On the Reconversion of Europe

The peoples of Western Europe were betrayed by their elites and the elites of Western Europe were betrayed by their love of power and money.

Introduction: The Church of God in Western Europe

Why, when there is already a network of tens of thousands Roman Catholic churches all over Western Europe, is there a need for a smaller network of Orthodox churches covering the same territory? Roman Catholicism already has bishops, priests, sacraments and belief in saints. Why do Orthodox need their own structure? It is because the Roman Catholic structure is a post-Orthodox Christian structure of the second millennium and not one of the first millennium. This simple fact has many and complex ramifications, from the centralisation, clericalism, Inquisition and Jesuitry of the past to the scandals of Fascist Croatia and Kosovo, the Vatican Bank, the homosexualisation and pedophilia of the present.

Roman Catholic bishops and clergy, bachelors, often isolated and little known to the faithful, Roman Catholic ‘theology’ and ‘sacraments’, changed beyond recognition by dried out scholasticism, its ‘saints’, so often psychics or else inquisitors of a second millennium divorced from the Church, are not the same as those of the Orthodox. If it were otherwise, then the hopelessly old-fashioned ecumenical movement would have been successful, instead of being the failed, abstract project of elitist syncretists. Churched and even unChurched Orthodox of all nationalities who live in Western Europe simply do not feel at home in Roman Catholic churches. Why?
══════════════════════════════
**WRITTEN TASK A**
Reproduce the passage of the essay on the reconversion of Europe that starts with "Roman Catholic bishops" and goes on through "Catholic churches. Why?".
**WRITTEN TASK B**
According to the essay on the reconversion of Europe, why do Orthodox need their own structure?
══════════════════════════════
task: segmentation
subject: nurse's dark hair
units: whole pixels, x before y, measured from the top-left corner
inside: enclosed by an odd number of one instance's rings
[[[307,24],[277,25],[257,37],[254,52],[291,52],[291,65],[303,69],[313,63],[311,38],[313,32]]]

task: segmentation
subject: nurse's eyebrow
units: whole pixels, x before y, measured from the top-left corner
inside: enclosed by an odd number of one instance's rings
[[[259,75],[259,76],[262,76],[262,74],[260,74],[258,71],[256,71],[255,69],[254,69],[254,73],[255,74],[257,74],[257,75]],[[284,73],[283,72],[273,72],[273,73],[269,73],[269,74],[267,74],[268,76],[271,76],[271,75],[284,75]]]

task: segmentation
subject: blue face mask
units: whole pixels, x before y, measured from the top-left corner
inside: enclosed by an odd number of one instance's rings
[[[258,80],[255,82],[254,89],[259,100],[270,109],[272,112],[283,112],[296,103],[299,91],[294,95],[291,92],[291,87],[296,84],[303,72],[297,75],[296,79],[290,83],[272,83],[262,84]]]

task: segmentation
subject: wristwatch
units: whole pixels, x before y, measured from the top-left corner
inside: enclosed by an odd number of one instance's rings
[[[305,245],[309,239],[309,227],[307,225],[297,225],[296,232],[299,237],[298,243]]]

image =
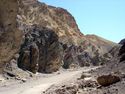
══════════════════════════════
**WORKED ANSWER A**
Roman Catholic bishops and clergy, bachelors, often isolated and little known to the faithful, Roman Catholic ‘theology’ and ‘sacraments’, changed beyond recognition by dried out scholasticism, its ‘saints’, so often psychics or else inquisitors of a second millennium divorced from the Church, are not the same as those of the Orthodox. If it were otherwise, then the hopelessly old-fashioned ecumenical movement would have been successful, instead of being the failed, abstract project of elitist syncretists. Churched and even unChurched Orthodox of all nationalities who live in Western Europe simply do not feel at home in Roman Catholic churches. Why?

**WORKED ANSWER B**
Because the Roman Catholic structure is a post-Orthodox Christian structure of the second millennium, not one of the first millennium.